[ACTIVITY]: Show me every line in the listing that has the word "index".

[RECORDS SUPPLIED — start]

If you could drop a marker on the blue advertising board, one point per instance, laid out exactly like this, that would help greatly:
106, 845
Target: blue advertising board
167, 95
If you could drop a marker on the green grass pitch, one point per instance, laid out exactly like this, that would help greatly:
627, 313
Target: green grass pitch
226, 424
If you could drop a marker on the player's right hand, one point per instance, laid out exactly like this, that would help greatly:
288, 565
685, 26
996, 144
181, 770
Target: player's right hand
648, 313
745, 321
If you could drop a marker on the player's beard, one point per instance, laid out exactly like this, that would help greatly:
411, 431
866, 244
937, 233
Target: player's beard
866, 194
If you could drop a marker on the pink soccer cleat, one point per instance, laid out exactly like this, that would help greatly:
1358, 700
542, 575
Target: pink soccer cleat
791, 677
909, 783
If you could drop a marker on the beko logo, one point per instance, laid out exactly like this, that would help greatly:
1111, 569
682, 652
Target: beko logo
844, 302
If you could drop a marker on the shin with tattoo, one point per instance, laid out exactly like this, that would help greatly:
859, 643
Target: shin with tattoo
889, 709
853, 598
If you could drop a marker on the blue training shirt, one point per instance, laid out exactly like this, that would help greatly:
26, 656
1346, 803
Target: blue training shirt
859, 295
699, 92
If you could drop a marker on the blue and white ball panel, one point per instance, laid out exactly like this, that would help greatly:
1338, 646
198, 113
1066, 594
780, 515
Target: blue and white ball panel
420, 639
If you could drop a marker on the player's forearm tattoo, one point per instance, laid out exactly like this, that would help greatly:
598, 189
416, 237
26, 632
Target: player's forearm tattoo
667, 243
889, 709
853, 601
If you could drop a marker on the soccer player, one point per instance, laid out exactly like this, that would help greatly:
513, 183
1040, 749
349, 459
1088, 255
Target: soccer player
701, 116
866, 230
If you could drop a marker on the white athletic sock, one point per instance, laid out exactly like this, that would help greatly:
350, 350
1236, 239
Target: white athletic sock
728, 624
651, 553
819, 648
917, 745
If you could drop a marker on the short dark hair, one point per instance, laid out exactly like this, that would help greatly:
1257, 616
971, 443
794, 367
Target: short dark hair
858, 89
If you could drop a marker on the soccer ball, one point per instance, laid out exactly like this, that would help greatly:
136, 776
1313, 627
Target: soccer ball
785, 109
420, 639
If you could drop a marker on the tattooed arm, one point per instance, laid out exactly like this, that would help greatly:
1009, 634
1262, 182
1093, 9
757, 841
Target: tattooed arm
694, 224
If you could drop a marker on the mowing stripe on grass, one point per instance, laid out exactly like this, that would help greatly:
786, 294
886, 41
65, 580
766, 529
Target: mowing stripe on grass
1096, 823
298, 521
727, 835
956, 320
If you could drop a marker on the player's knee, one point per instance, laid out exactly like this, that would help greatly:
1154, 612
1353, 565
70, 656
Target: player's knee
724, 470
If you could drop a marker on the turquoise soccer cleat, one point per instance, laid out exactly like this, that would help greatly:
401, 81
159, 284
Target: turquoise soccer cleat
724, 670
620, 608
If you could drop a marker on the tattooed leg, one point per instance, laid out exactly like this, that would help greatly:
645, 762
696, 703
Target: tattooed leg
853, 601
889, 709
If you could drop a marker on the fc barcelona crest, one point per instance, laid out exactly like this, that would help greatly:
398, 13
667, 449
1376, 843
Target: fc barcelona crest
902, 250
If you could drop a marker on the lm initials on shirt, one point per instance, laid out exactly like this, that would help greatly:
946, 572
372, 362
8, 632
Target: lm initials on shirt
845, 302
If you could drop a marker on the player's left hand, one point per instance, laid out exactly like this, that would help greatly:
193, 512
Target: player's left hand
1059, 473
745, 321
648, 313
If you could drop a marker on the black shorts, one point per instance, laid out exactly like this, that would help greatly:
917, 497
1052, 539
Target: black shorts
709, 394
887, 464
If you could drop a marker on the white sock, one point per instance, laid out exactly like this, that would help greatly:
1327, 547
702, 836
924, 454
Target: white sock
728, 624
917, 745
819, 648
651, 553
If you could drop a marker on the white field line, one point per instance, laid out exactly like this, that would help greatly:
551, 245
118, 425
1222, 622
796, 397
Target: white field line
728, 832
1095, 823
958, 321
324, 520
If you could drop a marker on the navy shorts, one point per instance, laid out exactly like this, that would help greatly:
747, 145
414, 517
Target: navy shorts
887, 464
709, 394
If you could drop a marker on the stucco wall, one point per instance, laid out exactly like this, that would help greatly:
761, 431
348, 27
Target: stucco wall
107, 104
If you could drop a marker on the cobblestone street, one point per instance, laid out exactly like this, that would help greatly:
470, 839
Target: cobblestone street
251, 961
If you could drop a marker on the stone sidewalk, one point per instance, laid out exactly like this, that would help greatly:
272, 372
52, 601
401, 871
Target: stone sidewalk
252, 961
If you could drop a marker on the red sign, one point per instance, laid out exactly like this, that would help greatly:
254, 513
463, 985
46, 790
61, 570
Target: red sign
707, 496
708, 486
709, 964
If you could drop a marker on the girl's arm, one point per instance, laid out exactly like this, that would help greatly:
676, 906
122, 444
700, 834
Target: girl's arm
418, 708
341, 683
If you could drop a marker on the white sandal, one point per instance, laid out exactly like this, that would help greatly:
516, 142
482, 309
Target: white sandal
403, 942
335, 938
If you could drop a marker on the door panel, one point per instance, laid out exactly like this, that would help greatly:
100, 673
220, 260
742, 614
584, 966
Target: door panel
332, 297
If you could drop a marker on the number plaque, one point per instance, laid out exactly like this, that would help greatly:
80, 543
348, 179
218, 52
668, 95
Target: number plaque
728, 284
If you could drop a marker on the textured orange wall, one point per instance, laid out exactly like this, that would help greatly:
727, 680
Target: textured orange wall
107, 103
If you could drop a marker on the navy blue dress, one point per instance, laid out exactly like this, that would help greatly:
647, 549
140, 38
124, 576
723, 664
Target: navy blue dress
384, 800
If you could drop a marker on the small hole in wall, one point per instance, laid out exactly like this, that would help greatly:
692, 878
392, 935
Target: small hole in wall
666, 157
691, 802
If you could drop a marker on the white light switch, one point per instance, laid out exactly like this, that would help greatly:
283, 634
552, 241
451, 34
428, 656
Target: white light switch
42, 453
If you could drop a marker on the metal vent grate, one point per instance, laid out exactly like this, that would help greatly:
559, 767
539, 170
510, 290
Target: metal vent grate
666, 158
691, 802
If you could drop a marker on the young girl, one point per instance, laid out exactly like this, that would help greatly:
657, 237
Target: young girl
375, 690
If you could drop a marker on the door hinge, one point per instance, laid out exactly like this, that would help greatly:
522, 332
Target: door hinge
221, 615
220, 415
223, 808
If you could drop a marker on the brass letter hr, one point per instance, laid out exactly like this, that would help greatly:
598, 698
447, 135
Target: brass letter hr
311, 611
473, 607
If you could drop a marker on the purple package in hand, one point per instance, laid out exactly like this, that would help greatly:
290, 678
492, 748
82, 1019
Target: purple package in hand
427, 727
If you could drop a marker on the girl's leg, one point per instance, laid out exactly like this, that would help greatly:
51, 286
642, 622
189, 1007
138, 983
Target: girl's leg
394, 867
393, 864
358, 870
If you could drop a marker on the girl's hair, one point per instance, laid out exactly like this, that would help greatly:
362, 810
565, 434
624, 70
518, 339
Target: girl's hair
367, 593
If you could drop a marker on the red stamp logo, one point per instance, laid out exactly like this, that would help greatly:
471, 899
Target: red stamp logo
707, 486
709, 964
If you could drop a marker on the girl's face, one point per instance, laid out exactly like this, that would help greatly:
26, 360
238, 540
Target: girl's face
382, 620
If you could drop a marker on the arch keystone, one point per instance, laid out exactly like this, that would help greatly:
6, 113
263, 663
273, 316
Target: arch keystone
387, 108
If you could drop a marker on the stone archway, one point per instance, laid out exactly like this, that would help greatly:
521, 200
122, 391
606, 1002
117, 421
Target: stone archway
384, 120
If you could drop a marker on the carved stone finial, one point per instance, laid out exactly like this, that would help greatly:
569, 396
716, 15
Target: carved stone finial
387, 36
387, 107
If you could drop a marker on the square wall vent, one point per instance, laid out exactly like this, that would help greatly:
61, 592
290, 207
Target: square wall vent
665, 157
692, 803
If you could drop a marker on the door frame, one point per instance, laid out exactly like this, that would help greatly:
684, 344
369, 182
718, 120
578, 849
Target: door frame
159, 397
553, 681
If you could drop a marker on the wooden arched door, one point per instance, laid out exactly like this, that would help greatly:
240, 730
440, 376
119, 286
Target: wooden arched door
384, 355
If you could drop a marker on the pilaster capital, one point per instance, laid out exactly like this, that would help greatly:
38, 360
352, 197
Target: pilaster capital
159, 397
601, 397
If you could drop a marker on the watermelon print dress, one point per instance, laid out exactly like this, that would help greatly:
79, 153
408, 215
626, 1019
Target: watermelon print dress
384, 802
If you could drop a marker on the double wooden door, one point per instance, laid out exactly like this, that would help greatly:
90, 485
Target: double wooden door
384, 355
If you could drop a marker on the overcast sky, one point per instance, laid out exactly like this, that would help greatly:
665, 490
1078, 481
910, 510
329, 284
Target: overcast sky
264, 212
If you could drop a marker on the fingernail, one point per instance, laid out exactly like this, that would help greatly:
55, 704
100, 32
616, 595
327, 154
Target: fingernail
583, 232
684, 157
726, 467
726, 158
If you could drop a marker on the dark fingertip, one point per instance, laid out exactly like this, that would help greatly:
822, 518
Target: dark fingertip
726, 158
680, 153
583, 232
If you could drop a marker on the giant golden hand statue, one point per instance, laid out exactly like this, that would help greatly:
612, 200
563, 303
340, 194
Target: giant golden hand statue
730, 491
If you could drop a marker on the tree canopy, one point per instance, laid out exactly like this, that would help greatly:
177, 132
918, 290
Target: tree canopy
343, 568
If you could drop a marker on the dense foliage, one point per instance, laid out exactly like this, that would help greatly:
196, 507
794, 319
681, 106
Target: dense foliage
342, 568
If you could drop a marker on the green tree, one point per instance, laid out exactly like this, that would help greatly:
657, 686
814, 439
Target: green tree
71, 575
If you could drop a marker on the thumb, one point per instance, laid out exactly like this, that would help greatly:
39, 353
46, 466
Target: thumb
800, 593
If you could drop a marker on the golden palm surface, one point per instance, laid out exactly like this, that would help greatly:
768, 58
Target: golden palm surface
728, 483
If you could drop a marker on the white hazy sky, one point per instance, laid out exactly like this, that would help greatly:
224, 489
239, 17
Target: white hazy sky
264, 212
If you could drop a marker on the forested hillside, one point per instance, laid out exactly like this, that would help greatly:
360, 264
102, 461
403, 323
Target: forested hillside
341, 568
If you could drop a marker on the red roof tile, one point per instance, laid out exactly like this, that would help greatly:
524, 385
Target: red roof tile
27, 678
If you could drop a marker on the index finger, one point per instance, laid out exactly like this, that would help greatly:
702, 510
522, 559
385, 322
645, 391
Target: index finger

[RECORDS SUPPLIED — finish]

[EXERCISE RESULT]:
If you could drop a marker on the index finger, one point per instance, laid out exactly like this, that would help greatly:
Target: index finger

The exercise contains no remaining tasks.